• Teks Bacaan:

--

Orang yang ikhlas itu biasanya takut kalau dirinya menjadi terkenal, tersebar nama harum dirinya. Apalagi kalau ia termasuk orang yang dermawan, ia yakin bahwa penerimaan amal di sisi Allah itu bergantung pada hati sanubari bukan dengan penampilan luar, dan bahwa manusia sekalipun dikenal sampai ke penjuru dunia.

Kalau niatnya terkontaminasi, tidak ada seorang pun yang dapat menolongnya dari siksa Allah subhanahu wa ta’ala. Lalu bagaimana jika kita dalam posisi yang tidak bisa menolak ketenaran? Bagaimana menyikapinya?

Zuhud terhadap ketenaran

Imam Ibnu Syihab Al Zuhri berkata, “Kami tidak melihat zuhud yang melebihi zuhud terhadap kepemimpinan, Coba anda perhatikan orang yang zuhud terhadap makanan, minuman, dan harta, jika ia diberi jabatan sebagai pemimpin, ia pasti akan mempertahankannya.”

--

• Data Rujukan:
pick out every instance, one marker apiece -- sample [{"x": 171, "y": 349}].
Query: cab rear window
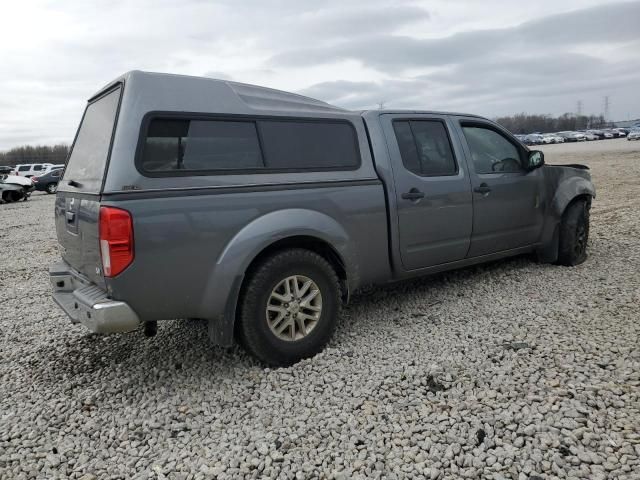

--

• Petunjuk Pengerjaan:
- 1) Menurut teks bacaan tentang keikhlasan dan ketenaran, apa yang biasanya ditakuti oleh orang yang ikhlas?
- 2) Lanjutkan teks bacaan tentang keikhlasan dan ketenaran mulai setelah kalimat terakhirnya.
Data di atas merupakan bahan tersendiri yang terpisah dari teks bacaan.

• Jawaban Soal:
- 1) Orang yang ikhlas biasanya takut kalau dirinya menjadi terkenal dan nama harumnya tersebar.

- 2)
Dikatakan bahwa zuhud terhadap pangkat, penampilan, ketenaran, dan popularitas lebih besar nilainya daripada zuhud terhadap harta, syahwat perut dan kemaluan. Hal inilah yang menjadikan para ulama dan orang-orang saleh dari generasi terdahulu khawatir hati mereka terkena fitnah ketenaran serta sihir pangkat dan popularitas. Mereka memperingatkan kepada murid-murid mereka agar waspada terhadap hal tersebut.

Dahulu, Khalid bin Ma’dan, seorang hamba yang terpercaya, jika majelisnya penuh, ia pun bangkit karena takut tenar.

Kisah lain, Salim bin Hanzahalah berkata, “Ketika kami sedang berjalan di belakang Ubay bin Ka’ab, tiba-tiba ia dilihat Umar. Lalu Umar memukulnya dengan cemeti, Ubay berkata, ‘Wahai Amirul Mukminin, apa yang Anda lakukan?’ Umar menjawab, ‘Sesungguhnya ini kehinaan bagi pengikut dan finah bagi yang diikuti’. Ini adalah pandangan Umar secara batin terhadap apa yang kadang-kadang ditimbulkan oleh penampilan yang sederhana pada awalnya dan pengaruhnya yang jauh mendalam di dalam kejiwaan masyarakat yang mengikuti dan pemimpin yang diikuti.”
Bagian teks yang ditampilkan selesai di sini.